◆ **YOUR OBJECTIVE**
Reproduce word for word the rows from the line containing "Spot the concrete" up to and including the last line of the rows below, and nothing else.

◆ **DATA PROVIDED**
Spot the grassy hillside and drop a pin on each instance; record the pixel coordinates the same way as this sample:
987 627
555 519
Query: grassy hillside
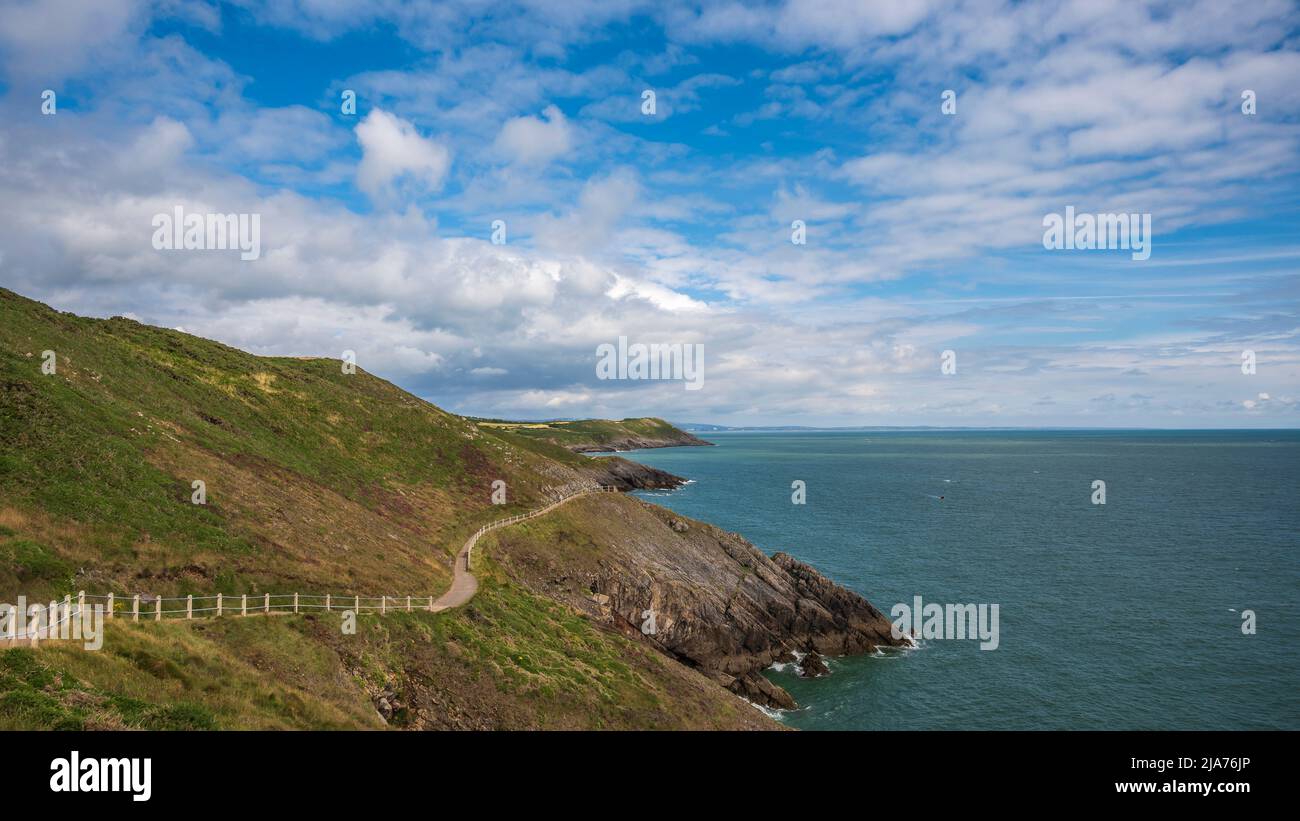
315 478
598 434
316 481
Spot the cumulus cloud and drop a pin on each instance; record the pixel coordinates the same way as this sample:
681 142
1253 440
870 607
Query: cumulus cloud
923 230
394 153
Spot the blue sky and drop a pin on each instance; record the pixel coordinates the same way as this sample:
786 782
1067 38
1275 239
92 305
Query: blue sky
923 229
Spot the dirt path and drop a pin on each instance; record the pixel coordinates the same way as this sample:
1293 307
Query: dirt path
463 582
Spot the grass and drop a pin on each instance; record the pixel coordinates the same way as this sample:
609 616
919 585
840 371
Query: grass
316 482
592 433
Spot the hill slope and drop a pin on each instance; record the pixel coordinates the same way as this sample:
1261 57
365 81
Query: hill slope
601 435
320 481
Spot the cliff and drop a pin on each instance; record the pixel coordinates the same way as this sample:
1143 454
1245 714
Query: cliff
323 481
602 435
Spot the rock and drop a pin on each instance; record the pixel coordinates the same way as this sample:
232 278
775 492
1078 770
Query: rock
754 687
625 474
722 606
813 665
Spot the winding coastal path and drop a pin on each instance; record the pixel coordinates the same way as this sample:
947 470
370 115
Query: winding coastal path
56 621
463 582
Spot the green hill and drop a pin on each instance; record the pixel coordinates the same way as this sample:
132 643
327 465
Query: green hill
316 481
599 435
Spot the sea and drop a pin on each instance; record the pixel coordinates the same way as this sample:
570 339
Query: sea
1170 606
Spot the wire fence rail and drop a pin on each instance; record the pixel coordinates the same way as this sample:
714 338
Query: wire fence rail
51 621
566 494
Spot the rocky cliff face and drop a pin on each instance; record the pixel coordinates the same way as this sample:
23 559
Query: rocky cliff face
633 476
703 595
638 442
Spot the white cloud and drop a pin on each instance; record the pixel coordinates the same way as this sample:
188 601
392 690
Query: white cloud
393 152
532 140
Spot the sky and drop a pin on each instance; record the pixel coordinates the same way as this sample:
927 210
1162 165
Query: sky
923 222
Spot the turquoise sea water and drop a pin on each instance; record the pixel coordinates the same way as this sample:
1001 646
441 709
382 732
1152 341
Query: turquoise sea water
1117 616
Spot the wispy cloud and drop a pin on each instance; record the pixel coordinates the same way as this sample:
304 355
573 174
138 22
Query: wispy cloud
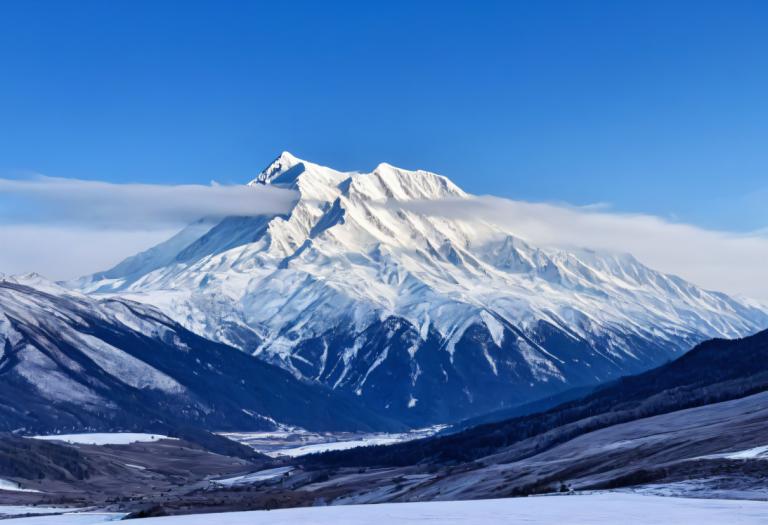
64 228
133 206
719 260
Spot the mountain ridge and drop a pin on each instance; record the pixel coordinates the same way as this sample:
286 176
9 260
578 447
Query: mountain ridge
426 318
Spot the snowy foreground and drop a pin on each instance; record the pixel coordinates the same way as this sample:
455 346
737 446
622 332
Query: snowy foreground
602 508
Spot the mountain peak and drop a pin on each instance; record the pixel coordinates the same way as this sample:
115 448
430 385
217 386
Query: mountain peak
284 162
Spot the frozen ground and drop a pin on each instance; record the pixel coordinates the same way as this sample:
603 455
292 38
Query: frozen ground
22 510
114 438
299 442
262 475
12 486
591 509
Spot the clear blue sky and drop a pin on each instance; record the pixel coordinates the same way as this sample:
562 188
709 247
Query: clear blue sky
658 107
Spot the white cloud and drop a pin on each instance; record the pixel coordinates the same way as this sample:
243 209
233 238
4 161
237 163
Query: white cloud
718 260
68 252
64 228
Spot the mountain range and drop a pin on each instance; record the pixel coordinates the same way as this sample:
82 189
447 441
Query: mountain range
424 318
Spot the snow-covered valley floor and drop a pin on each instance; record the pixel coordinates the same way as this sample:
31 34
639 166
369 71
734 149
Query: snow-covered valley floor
590 509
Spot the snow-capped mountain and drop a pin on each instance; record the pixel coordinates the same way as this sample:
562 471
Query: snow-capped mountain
425 318
70 362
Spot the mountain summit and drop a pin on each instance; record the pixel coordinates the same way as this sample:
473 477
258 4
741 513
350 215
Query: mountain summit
425 318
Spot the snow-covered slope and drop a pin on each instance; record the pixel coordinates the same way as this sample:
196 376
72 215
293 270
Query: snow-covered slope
426 318
72 363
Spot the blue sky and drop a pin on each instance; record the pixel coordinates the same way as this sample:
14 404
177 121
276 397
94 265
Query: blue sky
655 107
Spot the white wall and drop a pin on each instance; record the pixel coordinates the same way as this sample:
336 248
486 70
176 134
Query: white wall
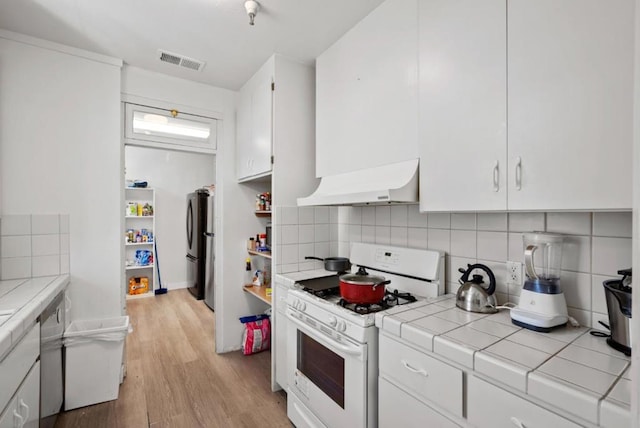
172 174
60 153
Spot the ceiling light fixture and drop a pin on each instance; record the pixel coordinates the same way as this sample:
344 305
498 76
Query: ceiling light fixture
251 7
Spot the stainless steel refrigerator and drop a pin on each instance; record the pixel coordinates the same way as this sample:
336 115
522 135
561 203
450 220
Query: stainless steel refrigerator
200 245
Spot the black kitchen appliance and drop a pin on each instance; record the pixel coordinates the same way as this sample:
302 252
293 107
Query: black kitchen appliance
618 295
200 245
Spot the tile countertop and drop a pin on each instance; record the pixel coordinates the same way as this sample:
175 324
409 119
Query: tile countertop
568 365
21 302
289 279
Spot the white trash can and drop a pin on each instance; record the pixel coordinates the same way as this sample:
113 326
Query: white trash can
93 360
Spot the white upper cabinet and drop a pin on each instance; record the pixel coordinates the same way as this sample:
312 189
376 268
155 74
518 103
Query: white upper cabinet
366 89
570 108
526 105
463 105
255 120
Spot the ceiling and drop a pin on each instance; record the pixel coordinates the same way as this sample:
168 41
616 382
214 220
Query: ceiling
214 31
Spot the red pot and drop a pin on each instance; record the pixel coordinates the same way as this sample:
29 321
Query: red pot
362 289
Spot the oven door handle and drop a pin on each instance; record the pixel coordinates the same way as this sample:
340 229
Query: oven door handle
350 350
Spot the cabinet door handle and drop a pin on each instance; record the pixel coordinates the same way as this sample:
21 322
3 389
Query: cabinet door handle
517 422
407 366
26 410
17 417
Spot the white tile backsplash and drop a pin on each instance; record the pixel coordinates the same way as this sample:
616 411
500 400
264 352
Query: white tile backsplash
526 222
306 215
45 265
32 245
399 216
610 255
45 245
492 245
15 246
321 215
383 216
492 221
465 221
399 236
15 267
463 243
612 224
439 220
569 223
45 224
415 218
369 216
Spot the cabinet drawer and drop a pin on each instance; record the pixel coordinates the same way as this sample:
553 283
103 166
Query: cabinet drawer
17 363
398 408
490 406
430 379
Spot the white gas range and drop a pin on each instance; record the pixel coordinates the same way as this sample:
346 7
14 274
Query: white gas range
332 345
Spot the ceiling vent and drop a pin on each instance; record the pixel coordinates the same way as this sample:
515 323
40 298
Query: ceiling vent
180 60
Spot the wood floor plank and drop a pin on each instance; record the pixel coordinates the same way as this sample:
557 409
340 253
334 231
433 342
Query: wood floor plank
175 379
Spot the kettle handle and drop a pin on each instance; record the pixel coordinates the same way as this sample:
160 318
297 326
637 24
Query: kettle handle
492 279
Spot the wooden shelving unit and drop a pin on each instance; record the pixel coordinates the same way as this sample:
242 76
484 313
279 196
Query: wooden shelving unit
263 292
265 254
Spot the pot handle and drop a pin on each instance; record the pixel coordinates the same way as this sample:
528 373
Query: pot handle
388 281
492 279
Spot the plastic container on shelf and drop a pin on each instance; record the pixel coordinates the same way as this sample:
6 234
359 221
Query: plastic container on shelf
93 360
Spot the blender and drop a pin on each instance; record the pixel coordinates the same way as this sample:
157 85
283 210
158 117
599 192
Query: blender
542 305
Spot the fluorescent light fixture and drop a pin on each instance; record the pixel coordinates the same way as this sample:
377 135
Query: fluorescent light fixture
154 124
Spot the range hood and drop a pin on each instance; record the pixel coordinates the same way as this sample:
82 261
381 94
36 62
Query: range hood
392 183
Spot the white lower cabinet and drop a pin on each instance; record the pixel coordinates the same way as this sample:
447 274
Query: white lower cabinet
425 377
23 411
399 409
490 406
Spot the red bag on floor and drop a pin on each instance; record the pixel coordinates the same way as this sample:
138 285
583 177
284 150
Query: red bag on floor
257 334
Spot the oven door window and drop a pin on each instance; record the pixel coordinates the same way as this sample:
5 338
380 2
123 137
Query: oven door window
322 366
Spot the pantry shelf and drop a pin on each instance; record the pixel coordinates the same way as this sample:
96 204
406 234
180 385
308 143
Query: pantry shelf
261 292
138 267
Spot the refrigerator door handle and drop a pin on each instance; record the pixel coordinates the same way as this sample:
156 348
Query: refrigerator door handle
190 224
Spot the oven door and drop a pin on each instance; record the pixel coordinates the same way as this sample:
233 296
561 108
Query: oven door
327 373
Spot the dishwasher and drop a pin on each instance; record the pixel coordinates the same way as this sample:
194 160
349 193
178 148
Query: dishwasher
51 361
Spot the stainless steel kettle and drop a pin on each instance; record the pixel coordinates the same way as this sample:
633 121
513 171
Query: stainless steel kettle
474 296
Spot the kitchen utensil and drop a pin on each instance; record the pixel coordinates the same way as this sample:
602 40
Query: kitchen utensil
362 288
473 295
618 295
334 264
542 305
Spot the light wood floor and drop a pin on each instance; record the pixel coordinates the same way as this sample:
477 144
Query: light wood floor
175 379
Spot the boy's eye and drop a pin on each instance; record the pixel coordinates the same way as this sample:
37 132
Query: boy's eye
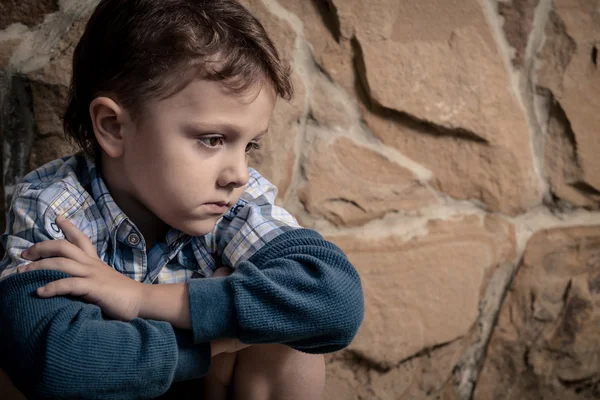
212 141
252 146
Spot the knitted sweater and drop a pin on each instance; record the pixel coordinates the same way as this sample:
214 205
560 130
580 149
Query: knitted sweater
299 290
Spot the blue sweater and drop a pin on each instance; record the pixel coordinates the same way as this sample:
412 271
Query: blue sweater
299 290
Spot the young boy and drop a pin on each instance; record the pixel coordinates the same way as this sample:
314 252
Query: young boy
155 255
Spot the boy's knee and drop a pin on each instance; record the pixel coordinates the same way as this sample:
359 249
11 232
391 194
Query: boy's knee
279 372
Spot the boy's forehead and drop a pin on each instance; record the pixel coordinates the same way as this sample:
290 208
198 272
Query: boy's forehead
205 94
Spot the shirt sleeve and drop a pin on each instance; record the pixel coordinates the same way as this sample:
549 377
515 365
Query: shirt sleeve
62 347
254 221
289 286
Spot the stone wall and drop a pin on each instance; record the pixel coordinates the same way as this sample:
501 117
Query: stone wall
450 147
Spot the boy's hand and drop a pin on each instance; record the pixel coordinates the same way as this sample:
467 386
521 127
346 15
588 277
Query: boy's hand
118 296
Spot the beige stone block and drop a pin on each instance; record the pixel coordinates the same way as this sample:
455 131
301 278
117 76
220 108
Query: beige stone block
546 343
48 148
49 102
442 96
424 292
27 12
569 72
349 184
518 22
7 47
465 168
277 158
321 30
420 378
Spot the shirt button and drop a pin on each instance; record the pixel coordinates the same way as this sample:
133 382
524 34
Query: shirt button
133 239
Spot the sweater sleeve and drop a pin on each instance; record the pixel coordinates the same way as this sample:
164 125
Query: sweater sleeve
64 348
298 289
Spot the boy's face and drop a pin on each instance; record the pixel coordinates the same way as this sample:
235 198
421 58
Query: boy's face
187 159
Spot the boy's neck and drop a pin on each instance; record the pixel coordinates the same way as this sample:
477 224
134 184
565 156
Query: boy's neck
150 226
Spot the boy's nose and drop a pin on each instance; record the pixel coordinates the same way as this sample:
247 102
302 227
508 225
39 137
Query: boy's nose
236 174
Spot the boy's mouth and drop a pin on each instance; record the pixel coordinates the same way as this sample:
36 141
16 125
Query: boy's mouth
219 207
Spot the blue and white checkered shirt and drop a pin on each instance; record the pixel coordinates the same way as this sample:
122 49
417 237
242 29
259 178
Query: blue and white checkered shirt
73 187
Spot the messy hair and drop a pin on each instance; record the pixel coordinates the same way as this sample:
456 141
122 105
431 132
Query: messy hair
136 50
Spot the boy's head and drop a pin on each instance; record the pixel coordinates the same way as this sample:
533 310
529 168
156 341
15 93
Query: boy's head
172 95
136 50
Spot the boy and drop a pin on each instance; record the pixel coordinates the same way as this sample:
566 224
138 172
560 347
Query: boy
155 255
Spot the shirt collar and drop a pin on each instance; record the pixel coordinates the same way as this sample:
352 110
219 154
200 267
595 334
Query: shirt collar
116 220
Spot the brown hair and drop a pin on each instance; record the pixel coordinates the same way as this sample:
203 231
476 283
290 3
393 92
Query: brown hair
135 50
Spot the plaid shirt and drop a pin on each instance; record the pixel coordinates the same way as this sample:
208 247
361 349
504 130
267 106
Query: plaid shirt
73 187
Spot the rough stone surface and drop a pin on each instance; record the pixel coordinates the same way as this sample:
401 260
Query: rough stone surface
569 75
48 106
338 173
423 292
27 12
462 167
321 27
420 378
277 158
546 344
46 149
451 75
9 40
518 22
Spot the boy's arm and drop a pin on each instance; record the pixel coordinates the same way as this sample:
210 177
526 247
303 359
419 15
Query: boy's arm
62 347
289 286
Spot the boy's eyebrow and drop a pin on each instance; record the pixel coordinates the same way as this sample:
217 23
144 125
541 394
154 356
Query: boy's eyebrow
226 128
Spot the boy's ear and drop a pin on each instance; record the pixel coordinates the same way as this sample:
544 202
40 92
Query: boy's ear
109 120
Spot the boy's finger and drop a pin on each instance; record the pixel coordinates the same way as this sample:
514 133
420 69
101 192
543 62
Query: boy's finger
54 248
62 287
75 236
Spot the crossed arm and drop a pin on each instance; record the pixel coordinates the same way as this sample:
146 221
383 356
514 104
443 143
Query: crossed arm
299 290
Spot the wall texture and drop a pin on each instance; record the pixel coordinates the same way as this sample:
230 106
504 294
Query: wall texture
450 147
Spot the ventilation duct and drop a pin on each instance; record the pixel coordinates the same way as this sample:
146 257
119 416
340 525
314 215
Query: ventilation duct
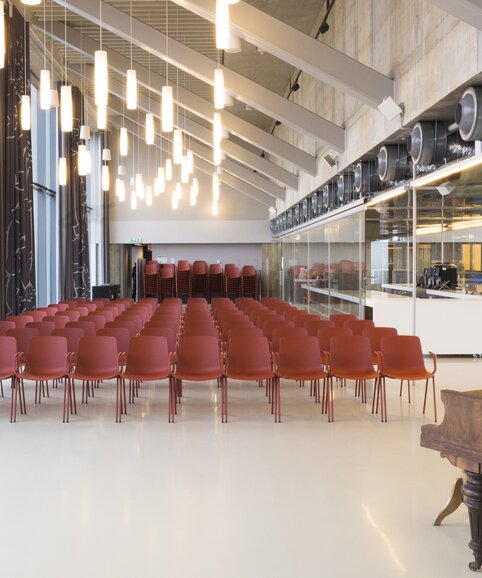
392 162
468 114
427 143
365 177
344 187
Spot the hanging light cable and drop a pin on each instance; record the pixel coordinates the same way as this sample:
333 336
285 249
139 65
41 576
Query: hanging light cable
45 84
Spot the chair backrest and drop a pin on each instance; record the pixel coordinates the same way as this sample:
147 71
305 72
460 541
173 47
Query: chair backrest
402 352
357 326
20 321
248 356
97 357
8 352
5 326
73 335
199 357
59 321
299 354
376 334
23 335
339 319
45 327
350 353
148 356
121 334
166 332
312 325
280 332
325 335
46 355
87 326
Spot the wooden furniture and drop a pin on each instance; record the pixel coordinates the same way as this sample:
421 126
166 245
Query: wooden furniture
459 439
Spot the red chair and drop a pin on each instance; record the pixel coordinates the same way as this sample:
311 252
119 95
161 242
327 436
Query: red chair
299 358
198 359
5 326
358 326
59 321
248 358
215 281
249 281
9 366
73 335
350 357
166 332
375 335
313 325
148 359
339 319
20 321
280 332
402 358
88 327
45 358
151 279
97 360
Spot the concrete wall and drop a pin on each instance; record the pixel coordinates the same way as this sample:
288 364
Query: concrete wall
426 51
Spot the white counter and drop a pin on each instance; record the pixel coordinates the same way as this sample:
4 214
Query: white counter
445 326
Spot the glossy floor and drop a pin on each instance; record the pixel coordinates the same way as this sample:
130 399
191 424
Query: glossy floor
250 498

◆ **TASK OUTPUT**
Spot the concrete wall and drop a pin on each instance; record the pixel coordinates the same way as this sample:
288 364
Query: concrete wall
426 51
Spot the white counter and drop a pin on each instance; record the pixel coordinates the same way as this sample:
4 214
Query: white counter
445 326
Spot the glossy floor and drop a pin on each instance; record the pixel coordinates the same way as this sample:
130 399
191 424
Query: glossy floor
250 498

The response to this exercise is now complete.